Problem to work on: What you produce should be every line from the data that includes "instance".

Data entries:
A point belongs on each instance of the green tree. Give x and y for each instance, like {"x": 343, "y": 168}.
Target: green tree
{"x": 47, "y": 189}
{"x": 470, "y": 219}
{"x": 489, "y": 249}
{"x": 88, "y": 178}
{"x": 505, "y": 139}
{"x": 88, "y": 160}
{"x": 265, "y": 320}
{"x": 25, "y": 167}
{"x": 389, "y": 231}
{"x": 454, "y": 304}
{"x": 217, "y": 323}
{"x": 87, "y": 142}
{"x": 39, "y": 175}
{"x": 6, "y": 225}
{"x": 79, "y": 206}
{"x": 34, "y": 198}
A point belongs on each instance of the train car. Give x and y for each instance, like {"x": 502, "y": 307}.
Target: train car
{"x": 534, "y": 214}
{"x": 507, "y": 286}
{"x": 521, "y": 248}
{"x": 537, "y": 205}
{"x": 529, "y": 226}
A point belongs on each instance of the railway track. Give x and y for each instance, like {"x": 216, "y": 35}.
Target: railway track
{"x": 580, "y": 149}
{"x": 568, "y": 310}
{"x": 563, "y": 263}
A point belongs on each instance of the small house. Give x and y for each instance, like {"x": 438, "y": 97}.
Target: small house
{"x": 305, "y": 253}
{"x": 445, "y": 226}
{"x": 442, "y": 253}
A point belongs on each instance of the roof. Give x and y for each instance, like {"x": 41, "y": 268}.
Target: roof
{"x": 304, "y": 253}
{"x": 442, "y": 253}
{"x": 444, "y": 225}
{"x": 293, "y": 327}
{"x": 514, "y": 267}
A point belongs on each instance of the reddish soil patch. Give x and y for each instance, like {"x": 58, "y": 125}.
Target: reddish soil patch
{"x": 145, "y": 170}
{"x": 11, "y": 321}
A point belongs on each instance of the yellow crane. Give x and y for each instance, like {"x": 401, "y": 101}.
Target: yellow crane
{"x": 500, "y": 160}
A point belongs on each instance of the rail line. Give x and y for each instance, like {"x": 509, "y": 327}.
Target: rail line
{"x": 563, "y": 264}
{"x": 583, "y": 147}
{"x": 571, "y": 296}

Answer to the problem:
A point belongs on each instance of the green tree. Give x and y for each instance, like {"x": 343, "y": 168}.
A point belongs on each instance of the train car. Give x and y for each instance, like {"x": 502, "y": 307}.
A point belongs on each instance of the railway track. Give x and y for each instance, like {"x": 216, "y": 35}.
A point belongs on each instance of the small house. Give x and y for each instance, like {"x": 438, "y": 97}.
A point belongs on each instance of the roof. Give x and y for each instance, like {"x": 41, "y": 268}.
A point belongs on each instance of the reddish soil patch. Give x and y for each instance, like {"x": 58, "y": 125}.
A point belongs on each instance of the yellow crane. Give x and y for each instance, like {"x": 401, "y": 101}.
A point belongs on each instance of the rail line. Give x and y for each instance, like {"x": 509, "y": 327}.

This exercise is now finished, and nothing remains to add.